2.1 Particle Swarm Optimization

In Particle Swarm Optimization (PSO) algorithm, a number of simple entities (the particles) are placed in the search space of some problem or function and each evaluates the objective function at its current location. The objective function is often minimized and the exploration of the search space is not through evolution [3]. However, following a widespread practice of borrowing from the evolutionary computation field, in this work, we consider the bi-objective function and fitness function interchangeably. Each particle then determines its movement through the search space by combining some aspect of the history of its own current and best (best-fitness) locations with those of one or more members of the swarm, with some random perturbations. The next iteration takes place after all particles have been moved. Eventually the swarm as a whole, like a flock of birds collectively foraging for food, is likely to move close to an optimum of the fitness function.

Each individual in the particle swarm is composed of three \(\mathcal D\)-dimensional vectors, where \(\mathcal D\) is the dimensionality of the search space. These are the current position \(\vec {x}_i\), the previous best position \(\vec {p}_i\) and the velocity \(\vec {v}_i\).

The particle swarm is more than just a collection of particles. A particle by itself has almost no power to solve any problem; progress occurs only when the particles interact. Problem solving is a population-wide phenomenon, emerging from the individual behaviors of the particles through their interactions. In any case, populations are organized according to some sort of communication structure or topology, often thought of as a social network. The topology typically consists of bidirectional edges connecting pairs of particles, so that if j is in i’s neighborhood, i is also in j’s. Each particle communicates with some other particles and is affected by the best point found by any member of its topological neighborhood. This is just the vector \(\vec {p}_i\) for that best neighbor, which we will denote with \(\vec {p}_g\). The potential kinds of population “social networks” are hugely varied, but in practice certain types have been used more frequently.

● Data rows
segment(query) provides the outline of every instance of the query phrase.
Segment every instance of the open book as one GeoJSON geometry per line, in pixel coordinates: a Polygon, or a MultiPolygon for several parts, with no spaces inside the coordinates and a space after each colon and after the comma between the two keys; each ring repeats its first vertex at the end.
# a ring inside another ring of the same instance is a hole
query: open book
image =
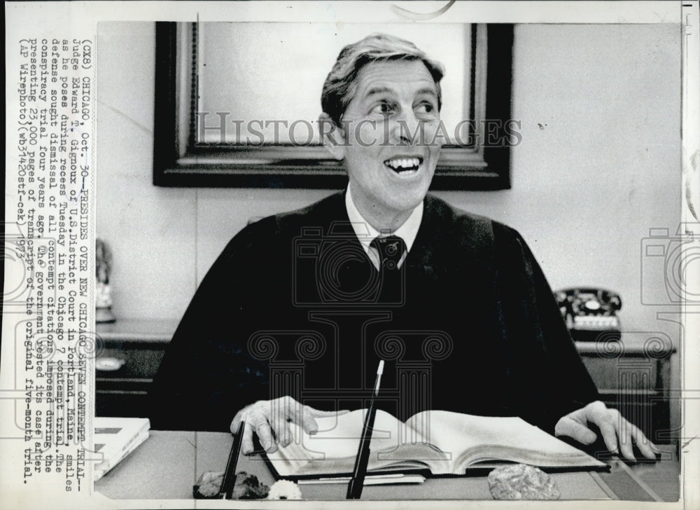
{"type": "MultiPolygon", "coordinates": [[[[290,478],[352,473],[366,410],[316,418],[309,435],[291,425],[295,440],[267,458],[290,478]]],[[[514,417],[475,416],[444,411],[419,413],[405,423],[377,411],[368,473],[429,470],[463,474],[484,463],[510,461],[540,467],[599,469],[606,464],[514,417]]]]}
{"type": "Polygon", "coordinates": [[[102,455],[102,462],[94,467],[94,480],[120,462],[148,439],[148,418],[95,417],[94,451],[102,455]]]}

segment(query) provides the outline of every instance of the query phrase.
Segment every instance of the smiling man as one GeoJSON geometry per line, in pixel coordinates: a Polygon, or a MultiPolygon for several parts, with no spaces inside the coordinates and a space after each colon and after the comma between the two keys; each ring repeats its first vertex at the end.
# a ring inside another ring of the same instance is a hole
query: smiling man
{"type": "Polygon", "coordinates": [[[632,458],[635,442],[654,457],[600,401],[523,238],[428,194],[442,76],[396,37],[343,49],[319,120],[347,188],[231,240],[156,377],[154,428],[236,430],[244,419],[243,451],[253,433],[273,451],[292,440],[290,422],[312,431],[315,417],[363,407],[384,359],[378,405],[401,420],[518,415],[584,443],[594,424],[610,450],[632,458]]]}

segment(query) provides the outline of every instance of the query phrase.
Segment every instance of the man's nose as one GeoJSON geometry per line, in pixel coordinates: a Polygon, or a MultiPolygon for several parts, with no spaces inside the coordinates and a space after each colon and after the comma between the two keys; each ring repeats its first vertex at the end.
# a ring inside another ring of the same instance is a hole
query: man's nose
{"type": "Polygon", "coordinates": [[[412,108],[402,109],[401,113],[394,117],[393,137],[401,145],[413,145],[419,141],[419,127],[420,120],[412,108]]]}

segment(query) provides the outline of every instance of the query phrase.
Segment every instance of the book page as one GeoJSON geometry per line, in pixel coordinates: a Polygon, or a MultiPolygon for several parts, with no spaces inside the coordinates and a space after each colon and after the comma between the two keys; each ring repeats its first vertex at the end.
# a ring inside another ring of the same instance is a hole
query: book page
{"type": "Polygon", "coordinates": [[[503,459],[530,461],[541,465],[573,463],[603,465],[587,454],[570,446],[517,417],[475,416],[434,411],[420,413],[407,422],[428,425],[426,439],[456,463],[503,459]],[[426,418],[427,415],[427,418],[426,418]],[[550,464],[550,462],[554,464],[550,464]]]}
{"type": "MultiPolygon", "coordinates": [[[[267,457],[280,474],[298,474],[302,470],[307,474],[351,471],[366,412],[366,409],[361,409],[337,418],[317,418],[318,432],[312,435],[291,425],[295,440],[267,457]],[[313,461],[314,467],[304,470],[309,461],[313,461]]],[[[402,445],[401,438],[406,434],[405,428],[405,424],[389,413],[377,411],[370,443],[370,469],[394,464],[404,465],[407,460],[427,461],[442,457],[435,448],[421,443],[402,445]]]]}

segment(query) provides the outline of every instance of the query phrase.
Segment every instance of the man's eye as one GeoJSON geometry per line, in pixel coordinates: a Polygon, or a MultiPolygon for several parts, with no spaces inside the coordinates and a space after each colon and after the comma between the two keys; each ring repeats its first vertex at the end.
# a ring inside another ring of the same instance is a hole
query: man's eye
{"type": "Polygon", "coordinates": [[[394,107],[394,105],[391,103],[379,103],[372,109],[372,113],[386,115],[388,113],[393,113],[396,109],[394,107]]]}
{"type": "Polygon", "coordinates": [[[418,113],[432,113],[435,111],[435,107],[432,103],[421,103],[418,105],[418,113]]]}

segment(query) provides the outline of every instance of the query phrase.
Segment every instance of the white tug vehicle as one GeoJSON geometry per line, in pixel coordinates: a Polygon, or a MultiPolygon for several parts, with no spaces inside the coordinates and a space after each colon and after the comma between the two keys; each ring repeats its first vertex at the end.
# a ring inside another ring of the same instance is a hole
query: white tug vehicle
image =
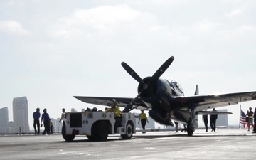
{"type": "Polygon", "coordinates": [[[109,134],[120,134],[123,139],[130,139],[136,132],[133,113],[122,113],[122,122],[116,124],[116,129],[115,123],[113,112],[67,112],[62,135],[68,142],[73,141],[76,135],[86,135],[92,141],[105,141],[109,134]]]}

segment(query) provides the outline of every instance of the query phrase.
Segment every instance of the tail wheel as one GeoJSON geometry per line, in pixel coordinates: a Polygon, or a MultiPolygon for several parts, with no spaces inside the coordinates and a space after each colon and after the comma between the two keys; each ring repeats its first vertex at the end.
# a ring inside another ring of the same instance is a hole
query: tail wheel
{"type": "Polygon", "coordinates": [[[125,134],[122,134],[121,137],[123,139],[132,139],[133,134],[133,127],[132,124],[129,122],[126,126],[126,133],[125,134]]]}
{"type": "Polygon", "coordinates": [[[65,141],[68,141],[68,142],[70,142],[70,141],[74,140],[74,138],[75,137],[75,135],[67,135],[66,134],[65,124],[63,124],[63,127],[62,127],[62,129],[61,129],[61,134],[63,135],[63,139],[65,141]]]}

● Goals
**a)** Pick out each line of the listing that contains the word "white" and copy it. Case counts.
**b)** Carry on the passage on particle swarm optimization, picking up after its last sentence.

● The responses
**a)**
Segment every instance of the white tug vehicle as one GeoJSON geometry per line, in pixel coordinates: a Polygon, or a MultiPolygon for several parts, with no spaces inside the coordinates and a space after each colon and after the comma between the two keys; each ring repeats its first vertex at the end.
query: white tug vehicle

**b)**
In the PSO process, the velocity of each particle is iteratively adjusted so that the particle stochastically oscillates around \(\vec {p}_i\) and \(\vec {p}_g\) locations.

2.2 Hill Climbing

Hill Climbing (HC) algorithm is a heuristic algorithm. The idea of HC is simple. In HC, the solution \(s'\) is accepted as the new current solution if \(\delta {}\le {}0\) holds, where \(\delta {}=f(s')-f(s)\). Here, the function f is called the fitness function. The fitness function gives points to a solution so that the system can evaluate the next solution \(s'\) and the current solution s.

The most important factor in HC is to define effectively the neighbor solution. The definition of the neighbor solution affects HC performance directly. In our WMN-PSOHC system, we use the next step of particle-pattern positions as the neighbor solutions for the HC part.

3 Proposed WMN-PSOHC System

We show the pseudo code of WMN-PSOHC in Algorithm 1. In following, we present the initialization, particle-pattern, fitness function and router replacement methods.

Initialization

Our proposed system starts by generating an initial solution randomly, by ad hoc methods [14]. We decide the velocity of particles by a random process considering the area size. For instance, when the area size is \(W\times {}H\), the velocity is decided randomly from \(-\sqrt{W^{2}+H^{2}}\) to \(\sqrt{W^{2}+H^{2}}\). Our system can generate many client distributions. In this paper, we consider the Exponential distribution of mesh clients as shown in Fig. 1.

Fig. 1.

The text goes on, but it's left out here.